Libyan Military Judge Sheds Light on the Mysteries of Qaddafi’s Regime

Andrew McGregor

September 23, 2011

Muhammad Bashir al-Khaddar, a senior military judge in the Qaddafi regime for 25 years, has provided inside details of the workings of the regime in an interview with a pan-Arab daily (al-Sharq al-Awsat, September 17). Al-Khaddar’s revelations appear to be an attempt to rehabilitate his image in advance of running as a candidate in the elections expected to follow the consolidation of the rebel victory in Libya.

Among the issues discussed by al-Khaddar was the infamous 1996 two-day massacre of Islamist prisoners at Tripoli’s Abu Salim Prison, run by Libya’s Internal Security Agency (Libyan Jamahiriya Broadcasting Corporation, July 26, 2008; see also Terrorism Focus Brief, July 29, 2008). It was protests over the Libyan regime’s continued failure to provide details of exactly what happened at Abu Salim that sparked the ongoing revolution in February.

According to al-Khaddar, he was assigned by acting Defense Minister General Abu Bakr Yunus Jabir to investigate the massacre of over 1200 prisoners following a 2009 court order for the government to release information on missing militants, but al-Khaddar admits that he knew little of the incident at the time,believing that it was nothing more than a group of prisoners who attempted to escape, with between four and ten prisoners being killed…” (al-Sharq al-Awsat, September 10, 2009).  Official documents were “useless” to his investigation and interviews with prison officers unproductive (e.g. “I was eating lunch [when the massacre took place]”), so al-Khaddar changed tack and interviewed the prison officers in their homes, yielding much better results, though his investigations were still hampered by the fact that those responsible for ordering the massacre remained in power.

----------------------------------------

> **WRITTEN PROBLEM A**: List every line of the entries that contains the word "Objective".
The text and the entries bear no relation to each other.

----------------------------------------

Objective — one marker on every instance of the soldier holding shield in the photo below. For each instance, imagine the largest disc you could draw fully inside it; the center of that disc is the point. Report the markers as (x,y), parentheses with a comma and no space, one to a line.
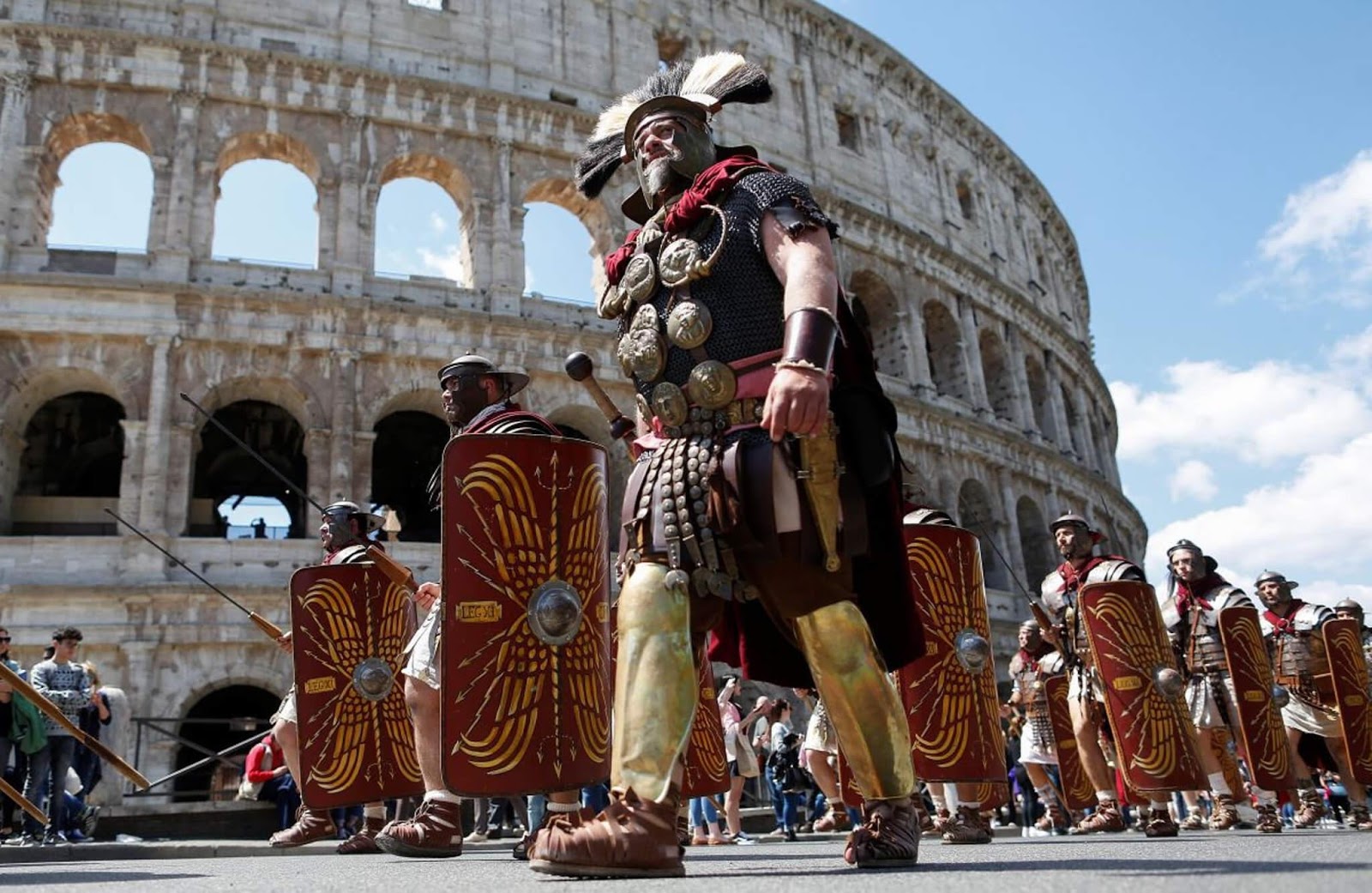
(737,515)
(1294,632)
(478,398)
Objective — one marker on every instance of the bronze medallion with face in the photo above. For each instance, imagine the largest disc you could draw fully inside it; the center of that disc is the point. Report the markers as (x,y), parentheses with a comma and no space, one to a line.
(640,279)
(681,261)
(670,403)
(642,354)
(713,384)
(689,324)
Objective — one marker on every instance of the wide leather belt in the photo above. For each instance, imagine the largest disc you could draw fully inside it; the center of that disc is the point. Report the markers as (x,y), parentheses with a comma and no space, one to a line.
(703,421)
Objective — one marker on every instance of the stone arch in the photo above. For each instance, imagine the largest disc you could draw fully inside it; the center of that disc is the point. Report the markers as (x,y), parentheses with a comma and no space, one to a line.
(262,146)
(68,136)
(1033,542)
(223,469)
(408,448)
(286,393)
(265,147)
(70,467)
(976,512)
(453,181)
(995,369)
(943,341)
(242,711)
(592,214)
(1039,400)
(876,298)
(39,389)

----------------------------------------

> **WRITTEN PROBLEM B**:
Answer these questions from the Libya article:
(i) For how many years did al-Khaddar serve as a senior military judge in the Qaddafi regime?
(ii) Which agency ran Abu Salim Prison?
(iii) Who assigned al-Khaddar to investigate the massacre?

> **CORRECT OUTPUT A**:
Objective — one marker on every instance of the soldier holding shield in the photo below. For each instance, imagine the largest disc you could draw fully inside it; the center of that disc is the point. Report the markers as (x,y), parentheses with a comma and no space, one to a line.
Objective — one marker on every instance of the bronze medallion with face in the photo above. For each instance, imagine the largest disc you could draw fully inside it; the center of that disc is the point. Report the markers as (x,y), parentheses with a comma and no space, one to a line.
Objective — one marker on every instance of the wide leather belt in the photo above. For each instance, imagine the largest disc you could draw fully inside it; the center of that disc is the point. Report the markers as (x,y), parentheses with a comma and no space, one to a line.
Objective — one marker on every instance of the stone arch in the photo above. For each instance, imagine the largest disc you could draw fully inside it; the center of that disc is the point. Report the markers as (x,y), parentheses with a comma and no space, one to a line.

> **CORRECT OUTPUT B**:
(i) 25 years
(ii) Libya's Internal Security Agency
(iii) Acting Defense Minister General Abu Bakr Yunus Jabir